* START *

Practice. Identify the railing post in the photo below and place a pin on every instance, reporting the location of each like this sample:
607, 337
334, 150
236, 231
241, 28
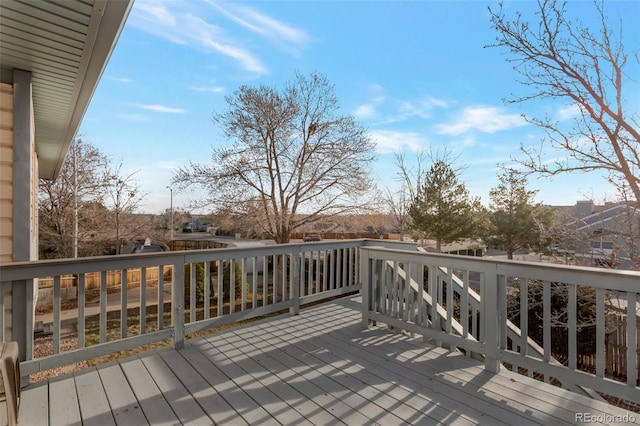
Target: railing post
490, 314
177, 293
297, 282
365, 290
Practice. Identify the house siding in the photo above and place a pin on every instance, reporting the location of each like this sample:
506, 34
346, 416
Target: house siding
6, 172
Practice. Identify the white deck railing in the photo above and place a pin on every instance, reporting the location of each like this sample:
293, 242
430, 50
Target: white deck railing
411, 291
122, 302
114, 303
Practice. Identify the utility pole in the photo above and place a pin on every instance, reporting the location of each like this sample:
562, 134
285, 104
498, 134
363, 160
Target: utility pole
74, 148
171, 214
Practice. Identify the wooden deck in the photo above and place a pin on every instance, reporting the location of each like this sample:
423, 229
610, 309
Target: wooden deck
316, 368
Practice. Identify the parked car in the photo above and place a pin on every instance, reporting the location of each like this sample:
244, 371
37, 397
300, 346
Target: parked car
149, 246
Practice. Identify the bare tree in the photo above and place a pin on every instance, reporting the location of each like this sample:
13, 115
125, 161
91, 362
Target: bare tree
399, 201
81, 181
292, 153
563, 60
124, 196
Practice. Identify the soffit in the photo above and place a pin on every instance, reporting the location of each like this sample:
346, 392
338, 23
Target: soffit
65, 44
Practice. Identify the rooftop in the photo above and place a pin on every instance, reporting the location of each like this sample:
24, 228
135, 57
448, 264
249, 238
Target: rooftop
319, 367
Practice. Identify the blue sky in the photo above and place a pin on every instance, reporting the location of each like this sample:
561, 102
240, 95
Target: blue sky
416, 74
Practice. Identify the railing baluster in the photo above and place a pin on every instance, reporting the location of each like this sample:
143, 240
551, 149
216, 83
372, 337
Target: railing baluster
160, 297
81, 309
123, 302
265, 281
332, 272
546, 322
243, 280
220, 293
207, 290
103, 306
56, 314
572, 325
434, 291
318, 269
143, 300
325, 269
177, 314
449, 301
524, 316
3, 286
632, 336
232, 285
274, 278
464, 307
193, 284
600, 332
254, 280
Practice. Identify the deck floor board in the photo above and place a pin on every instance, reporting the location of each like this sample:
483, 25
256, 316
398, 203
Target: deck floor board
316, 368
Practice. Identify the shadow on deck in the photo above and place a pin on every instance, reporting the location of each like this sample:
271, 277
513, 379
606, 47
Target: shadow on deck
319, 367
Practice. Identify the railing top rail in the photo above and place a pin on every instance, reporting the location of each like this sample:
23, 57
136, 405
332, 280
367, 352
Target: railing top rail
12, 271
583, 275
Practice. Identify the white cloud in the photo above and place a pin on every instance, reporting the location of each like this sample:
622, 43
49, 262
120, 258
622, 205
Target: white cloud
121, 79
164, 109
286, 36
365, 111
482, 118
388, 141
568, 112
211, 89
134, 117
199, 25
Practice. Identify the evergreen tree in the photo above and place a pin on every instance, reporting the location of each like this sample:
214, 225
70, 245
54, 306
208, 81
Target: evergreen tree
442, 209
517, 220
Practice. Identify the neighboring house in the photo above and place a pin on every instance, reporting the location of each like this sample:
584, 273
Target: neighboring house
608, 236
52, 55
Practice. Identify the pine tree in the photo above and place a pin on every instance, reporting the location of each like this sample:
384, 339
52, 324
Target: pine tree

* END *

Repeat the entries exactly. Pictures are excluded from the copy.

REPLY:
Practice. Identify the railing post in the photo below and place a pin on every instance, reporting the location of each like this sample:
607, 337
334, 150
236, 231
241, 28
Target: railing post
490, 314
177, 293
297, 282
365, 290
Practice. Identify the house siding in the photo above and place a pin on every instance, reporting the location of each like this sample:
506, 34
346, 416
Target: house siding
6, 172
Practice. Identify the white deck railing in the photo above and place a pin on every instance, reporting the location of each like this sample:
293, 242
430, 50
Target: white deck railing
411, 291
122, 302
114, 303
Practice. Identify the utility pole in the photo above and place a pin on every instance, reporting the location of each like this sample:
562, 134
285, 104
498, 134
363, 160
Target: utility pole
74, 148
171, 214
Practice. Identify the wooden deck in the photo above and place a pin on every instance, reporting the location of each like this sample:
423, 229
610, 309
Target: wooden deck
316, 368
Practice. Identify the parked car in the photo above and place a pin on every instance, reporting the location of each like this sample:
244, 371
37, 397
300, 346
Target: parked car
149, 246
Practice. Identify the bare tree in the photo above and place a pin on every instance, reporting the location of each like this sample:
13, 115
125, 161
91, 362
Target: bare tree
399, 201
81, 181
292, 153
563, 60
124, 196
Practice. Identify the soffit in the photo above and place a pin on every instance, reporting the location of each like this sample:
346, 392
338, 23
Target: soffit
65, 44
Practice. Identify the rooftop in the photo above and place a pin on every instance, reporting the location of each like this sample:
24, 228
135, 57
448, 264
249, 238
Target: rooftop
319, 367
Practice. Identify the blue sky in the photo above and place a pin on every instance, reporting the location of each like this sample:
561, 102
240, 95
Target: blue sky
416, 74
Practice. Identify the railing baluster in the photo above and place a pin on every instance, reporting the location of each like this sample:
143, 240
551, 149
216, 83
372, 337
Target: railing baluster
160, 297
81, 309
123, 302
265, 281
332, 272
546, 322
243, 280
220, 293
207, 290
103, 306
56, 314
572, 325
434, 291
318, 269
143, 300
325, 269
177, 314
449, 301
524, 316
3, 286
632, 336
232, 285
274, 278
464, 307
193, 284
600, 332
254, 280
Practice. Identify the deck floor board in the photo above and place a pin on every instance, reporting the location of each like this sample:
483, 25
256, 316
398, 203
Target: deck floor board
316, 368
Practice. Identify the shadow on deck in the photo above and place a pin on every instance, reporting the location of each like this sample:
271, 277
513, 379
606, 47
Target: shadow on deck
319, 367
Practice. Identify the railing top rail in the photo above and place a pin on every instance, reporting the location of each like this sample:
23, 57
136, 405
332, 280
367, 352
Target: railing top rail
12, 271
583, 275
Practice. Identify the white cloud in the photo above and place a pin on every instance, reporting the location of each like this sample:
622, 43
49, 262
120, 258
622, 205
Target: white cloud
121, 79
164, 109
286, 36
365, 111
482, 118
388, 141
568, 112
211, 89
134, 117
199, 25
Practice. Identify the evergreen tree in the photo above and place a pin on every instance, reporting the location of each like this sample:
214, 225
70, 245
54, 306
208, 81
Target: evergreen tree
442, 209
517, 220
Practice. Identify the neighboring house in the photo above and place a pin on every instance, reporting the location of each like this sample:
584, 273
Target: neighboring house
608, 236
52, 55
Practice. Identify the pine tree in the photo above and place a pin on every instance, reporting the location of each like this sample:
384, 339
52, 324
Target: pine tree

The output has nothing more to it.